**EXERCISE AIM**
Print out, word for word, everything in the listing below from the line containing "Tag any visible concrete" down to the line containing "519;55;658;79", including both of those lines.

**SUPPLIED MATERIAL**
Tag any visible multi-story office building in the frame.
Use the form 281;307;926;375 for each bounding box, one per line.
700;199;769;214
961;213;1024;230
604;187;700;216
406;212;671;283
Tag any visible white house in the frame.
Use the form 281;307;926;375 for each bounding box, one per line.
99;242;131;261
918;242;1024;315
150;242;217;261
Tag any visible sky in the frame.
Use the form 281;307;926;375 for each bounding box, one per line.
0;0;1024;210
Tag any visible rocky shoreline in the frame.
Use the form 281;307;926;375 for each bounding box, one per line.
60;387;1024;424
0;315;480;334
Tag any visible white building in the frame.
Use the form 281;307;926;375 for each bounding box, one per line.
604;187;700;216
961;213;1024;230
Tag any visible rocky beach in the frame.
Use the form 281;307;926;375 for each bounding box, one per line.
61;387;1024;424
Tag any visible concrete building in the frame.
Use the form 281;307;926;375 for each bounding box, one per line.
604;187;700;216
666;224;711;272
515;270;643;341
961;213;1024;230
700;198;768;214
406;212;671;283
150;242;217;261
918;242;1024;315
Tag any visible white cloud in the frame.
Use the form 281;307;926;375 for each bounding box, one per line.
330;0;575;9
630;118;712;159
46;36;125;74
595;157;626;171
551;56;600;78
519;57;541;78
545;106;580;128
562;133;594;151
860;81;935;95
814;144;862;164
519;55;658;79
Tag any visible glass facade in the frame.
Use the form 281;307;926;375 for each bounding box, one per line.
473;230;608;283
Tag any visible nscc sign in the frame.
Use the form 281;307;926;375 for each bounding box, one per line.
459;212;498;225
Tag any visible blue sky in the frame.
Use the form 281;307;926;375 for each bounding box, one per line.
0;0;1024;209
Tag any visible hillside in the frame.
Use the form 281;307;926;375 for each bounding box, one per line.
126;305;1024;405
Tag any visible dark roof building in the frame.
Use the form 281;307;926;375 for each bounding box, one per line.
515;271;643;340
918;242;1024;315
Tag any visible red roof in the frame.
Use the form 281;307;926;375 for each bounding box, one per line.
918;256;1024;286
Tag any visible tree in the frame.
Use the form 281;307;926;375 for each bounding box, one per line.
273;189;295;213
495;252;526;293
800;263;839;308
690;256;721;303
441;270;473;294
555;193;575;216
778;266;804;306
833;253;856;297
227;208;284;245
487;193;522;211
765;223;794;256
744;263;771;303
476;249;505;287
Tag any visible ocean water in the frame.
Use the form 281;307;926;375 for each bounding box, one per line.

**RESULT OF THE EXERCISE**
Tag any visible concrete building in the frame.
Use the form 281;307;926;375 for each bounding box, one per line.
604;187;700;216
666;224;711;272
515;270;643;341
961;213;1024;230
700;198;768;214
406;212;671;283
150;242;217;261
918;242;1024;315
Tag any visible white cloud in the frame.
Use the form 281;307;926;375 for each bounding box, one per line.
330;0;575;9
630;118;712;159
46;36;125;74
595;157;626;171
551;56;600;78
519;57;541;78
545;106;580;128
562;133;594;151
860;81;935;95
814;144;862;164
519;55;658;79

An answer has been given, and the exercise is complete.